Pointing and labeling items:
····················

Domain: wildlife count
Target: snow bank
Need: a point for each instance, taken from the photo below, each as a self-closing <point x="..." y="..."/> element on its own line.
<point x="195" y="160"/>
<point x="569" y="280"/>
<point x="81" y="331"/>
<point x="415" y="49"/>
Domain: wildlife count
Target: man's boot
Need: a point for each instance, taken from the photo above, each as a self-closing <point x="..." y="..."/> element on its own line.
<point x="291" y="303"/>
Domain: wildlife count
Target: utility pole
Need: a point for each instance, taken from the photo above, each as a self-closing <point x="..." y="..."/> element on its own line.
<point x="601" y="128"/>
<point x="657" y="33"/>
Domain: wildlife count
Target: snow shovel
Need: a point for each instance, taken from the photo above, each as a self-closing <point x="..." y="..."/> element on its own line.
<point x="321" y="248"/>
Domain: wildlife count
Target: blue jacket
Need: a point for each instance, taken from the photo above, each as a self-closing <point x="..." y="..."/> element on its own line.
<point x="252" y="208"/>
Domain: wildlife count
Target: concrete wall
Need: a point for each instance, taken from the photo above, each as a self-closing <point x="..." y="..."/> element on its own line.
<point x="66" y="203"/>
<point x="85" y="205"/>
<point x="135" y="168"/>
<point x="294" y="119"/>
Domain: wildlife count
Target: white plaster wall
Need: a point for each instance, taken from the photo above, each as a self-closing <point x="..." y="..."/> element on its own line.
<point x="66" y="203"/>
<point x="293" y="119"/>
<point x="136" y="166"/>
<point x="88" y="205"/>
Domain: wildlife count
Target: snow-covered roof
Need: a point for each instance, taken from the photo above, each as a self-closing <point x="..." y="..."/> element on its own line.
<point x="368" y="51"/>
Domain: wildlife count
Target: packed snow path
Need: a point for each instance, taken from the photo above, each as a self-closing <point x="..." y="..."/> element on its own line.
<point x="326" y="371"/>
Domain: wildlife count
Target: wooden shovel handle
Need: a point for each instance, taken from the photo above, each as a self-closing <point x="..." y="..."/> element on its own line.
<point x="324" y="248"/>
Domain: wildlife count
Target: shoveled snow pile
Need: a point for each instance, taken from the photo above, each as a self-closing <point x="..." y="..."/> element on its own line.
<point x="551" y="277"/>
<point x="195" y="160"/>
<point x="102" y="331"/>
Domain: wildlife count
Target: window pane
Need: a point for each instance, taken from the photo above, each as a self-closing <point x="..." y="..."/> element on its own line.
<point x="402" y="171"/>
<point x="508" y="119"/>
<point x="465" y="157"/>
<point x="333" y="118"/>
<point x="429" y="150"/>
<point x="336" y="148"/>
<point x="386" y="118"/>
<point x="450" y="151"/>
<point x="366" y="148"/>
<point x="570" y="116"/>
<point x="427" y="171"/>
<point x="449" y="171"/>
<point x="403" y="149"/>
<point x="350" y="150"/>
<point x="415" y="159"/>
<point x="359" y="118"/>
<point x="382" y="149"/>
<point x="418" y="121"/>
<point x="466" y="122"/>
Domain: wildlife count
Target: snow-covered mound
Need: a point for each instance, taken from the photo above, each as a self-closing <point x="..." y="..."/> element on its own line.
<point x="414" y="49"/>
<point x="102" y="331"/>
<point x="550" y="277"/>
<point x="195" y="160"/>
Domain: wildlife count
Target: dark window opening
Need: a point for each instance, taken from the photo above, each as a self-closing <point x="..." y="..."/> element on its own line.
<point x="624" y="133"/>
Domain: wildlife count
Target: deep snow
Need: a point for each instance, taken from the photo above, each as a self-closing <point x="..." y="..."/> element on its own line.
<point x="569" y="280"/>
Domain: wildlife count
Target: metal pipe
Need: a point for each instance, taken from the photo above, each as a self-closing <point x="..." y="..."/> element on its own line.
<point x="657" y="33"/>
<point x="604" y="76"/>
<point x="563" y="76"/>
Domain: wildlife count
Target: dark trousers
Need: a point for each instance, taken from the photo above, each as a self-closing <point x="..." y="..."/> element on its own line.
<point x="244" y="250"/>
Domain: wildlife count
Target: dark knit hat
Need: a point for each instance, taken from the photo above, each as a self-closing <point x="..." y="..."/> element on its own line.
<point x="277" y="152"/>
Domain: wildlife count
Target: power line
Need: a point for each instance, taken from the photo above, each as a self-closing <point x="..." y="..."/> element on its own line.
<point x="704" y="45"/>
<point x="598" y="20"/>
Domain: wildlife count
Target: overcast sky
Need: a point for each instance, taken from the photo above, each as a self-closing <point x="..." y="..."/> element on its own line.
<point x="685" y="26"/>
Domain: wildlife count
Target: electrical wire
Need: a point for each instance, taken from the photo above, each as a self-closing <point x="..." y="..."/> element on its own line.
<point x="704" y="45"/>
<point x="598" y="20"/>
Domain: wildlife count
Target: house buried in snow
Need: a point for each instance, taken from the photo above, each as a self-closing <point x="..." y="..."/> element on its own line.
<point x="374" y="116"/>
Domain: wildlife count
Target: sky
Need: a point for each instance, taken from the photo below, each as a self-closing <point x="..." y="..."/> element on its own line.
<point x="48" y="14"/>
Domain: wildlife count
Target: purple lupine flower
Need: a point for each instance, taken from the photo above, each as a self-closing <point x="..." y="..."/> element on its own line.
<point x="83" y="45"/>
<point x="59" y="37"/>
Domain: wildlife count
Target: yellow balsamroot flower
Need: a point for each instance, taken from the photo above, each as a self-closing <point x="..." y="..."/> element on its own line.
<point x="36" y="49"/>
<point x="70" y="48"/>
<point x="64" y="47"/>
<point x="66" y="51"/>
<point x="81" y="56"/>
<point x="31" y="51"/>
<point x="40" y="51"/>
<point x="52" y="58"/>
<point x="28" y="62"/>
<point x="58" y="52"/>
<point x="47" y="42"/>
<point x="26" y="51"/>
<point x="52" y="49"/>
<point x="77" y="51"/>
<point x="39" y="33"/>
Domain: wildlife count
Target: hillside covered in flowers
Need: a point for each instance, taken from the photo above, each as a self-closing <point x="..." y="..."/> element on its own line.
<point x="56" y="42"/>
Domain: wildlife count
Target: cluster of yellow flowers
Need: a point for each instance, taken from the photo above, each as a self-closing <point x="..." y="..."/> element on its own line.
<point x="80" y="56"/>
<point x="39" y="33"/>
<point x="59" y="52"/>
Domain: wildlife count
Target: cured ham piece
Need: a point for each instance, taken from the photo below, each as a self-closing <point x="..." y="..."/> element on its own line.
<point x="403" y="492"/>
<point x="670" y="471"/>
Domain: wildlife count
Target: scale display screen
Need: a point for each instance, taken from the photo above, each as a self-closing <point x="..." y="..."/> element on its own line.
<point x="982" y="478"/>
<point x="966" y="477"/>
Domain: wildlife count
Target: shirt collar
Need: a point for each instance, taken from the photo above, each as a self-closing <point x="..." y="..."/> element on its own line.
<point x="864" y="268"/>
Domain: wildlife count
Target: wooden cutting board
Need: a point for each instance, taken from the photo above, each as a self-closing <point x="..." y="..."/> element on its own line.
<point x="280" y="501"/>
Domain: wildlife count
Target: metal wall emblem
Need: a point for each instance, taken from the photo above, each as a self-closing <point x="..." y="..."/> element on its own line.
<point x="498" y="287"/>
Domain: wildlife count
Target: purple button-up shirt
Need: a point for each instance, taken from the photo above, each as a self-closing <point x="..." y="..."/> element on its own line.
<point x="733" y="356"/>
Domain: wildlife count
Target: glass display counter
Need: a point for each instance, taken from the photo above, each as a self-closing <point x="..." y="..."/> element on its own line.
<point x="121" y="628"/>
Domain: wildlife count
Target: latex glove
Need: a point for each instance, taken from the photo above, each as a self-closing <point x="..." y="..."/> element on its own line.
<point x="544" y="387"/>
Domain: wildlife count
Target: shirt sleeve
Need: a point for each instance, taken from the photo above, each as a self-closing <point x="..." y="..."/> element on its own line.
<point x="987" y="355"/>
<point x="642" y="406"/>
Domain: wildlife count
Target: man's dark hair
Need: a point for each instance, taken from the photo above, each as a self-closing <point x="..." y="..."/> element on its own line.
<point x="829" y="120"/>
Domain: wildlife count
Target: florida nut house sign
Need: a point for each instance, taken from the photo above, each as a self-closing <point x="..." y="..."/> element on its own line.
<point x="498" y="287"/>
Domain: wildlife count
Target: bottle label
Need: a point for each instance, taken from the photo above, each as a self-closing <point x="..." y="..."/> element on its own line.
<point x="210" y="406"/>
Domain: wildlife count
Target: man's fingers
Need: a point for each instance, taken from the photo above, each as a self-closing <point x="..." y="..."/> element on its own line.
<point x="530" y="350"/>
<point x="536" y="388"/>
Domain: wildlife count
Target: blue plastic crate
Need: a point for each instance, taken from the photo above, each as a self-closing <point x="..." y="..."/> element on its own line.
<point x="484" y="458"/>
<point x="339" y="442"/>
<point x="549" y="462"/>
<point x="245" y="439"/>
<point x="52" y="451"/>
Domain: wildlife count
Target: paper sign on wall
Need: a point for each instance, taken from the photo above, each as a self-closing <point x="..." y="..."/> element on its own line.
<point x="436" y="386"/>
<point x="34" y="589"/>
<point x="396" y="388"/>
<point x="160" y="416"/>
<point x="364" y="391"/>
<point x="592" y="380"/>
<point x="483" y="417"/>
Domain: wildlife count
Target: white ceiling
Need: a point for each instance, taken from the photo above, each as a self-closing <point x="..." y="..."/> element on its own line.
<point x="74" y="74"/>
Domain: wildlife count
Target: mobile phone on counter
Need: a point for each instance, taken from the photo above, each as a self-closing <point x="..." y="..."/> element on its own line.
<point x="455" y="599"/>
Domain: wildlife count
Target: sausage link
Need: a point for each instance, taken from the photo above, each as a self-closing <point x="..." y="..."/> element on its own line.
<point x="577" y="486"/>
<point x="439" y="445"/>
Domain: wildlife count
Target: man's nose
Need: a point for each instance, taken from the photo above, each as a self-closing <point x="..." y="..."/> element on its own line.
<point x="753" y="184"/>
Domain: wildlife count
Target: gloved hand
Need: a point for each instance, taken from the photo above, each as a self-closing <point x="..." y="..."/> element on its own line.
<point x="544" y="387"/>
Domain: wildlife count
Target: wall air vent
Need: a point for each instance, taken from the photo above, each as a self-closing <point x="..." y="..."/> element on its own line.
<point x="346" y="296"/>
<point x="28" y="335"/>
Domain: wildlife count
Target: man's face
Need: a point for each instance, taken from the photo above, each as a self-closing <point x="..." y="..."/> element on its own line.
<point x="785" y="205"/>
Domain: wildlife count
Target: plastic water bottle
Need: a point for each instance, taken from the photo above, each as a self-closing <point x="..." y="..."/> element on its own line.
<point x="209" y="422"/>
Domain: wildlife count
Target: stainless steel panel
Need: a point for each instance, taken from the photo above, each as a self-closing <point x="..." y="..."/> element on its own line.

····················

# The task:
Pull out every line in the items above that contains the word "dark", copying each one in full. Case counts.

# Output below:
Target: dark window opening
Target: dark trousers
Target: dark knit hat
Target: man's dark hair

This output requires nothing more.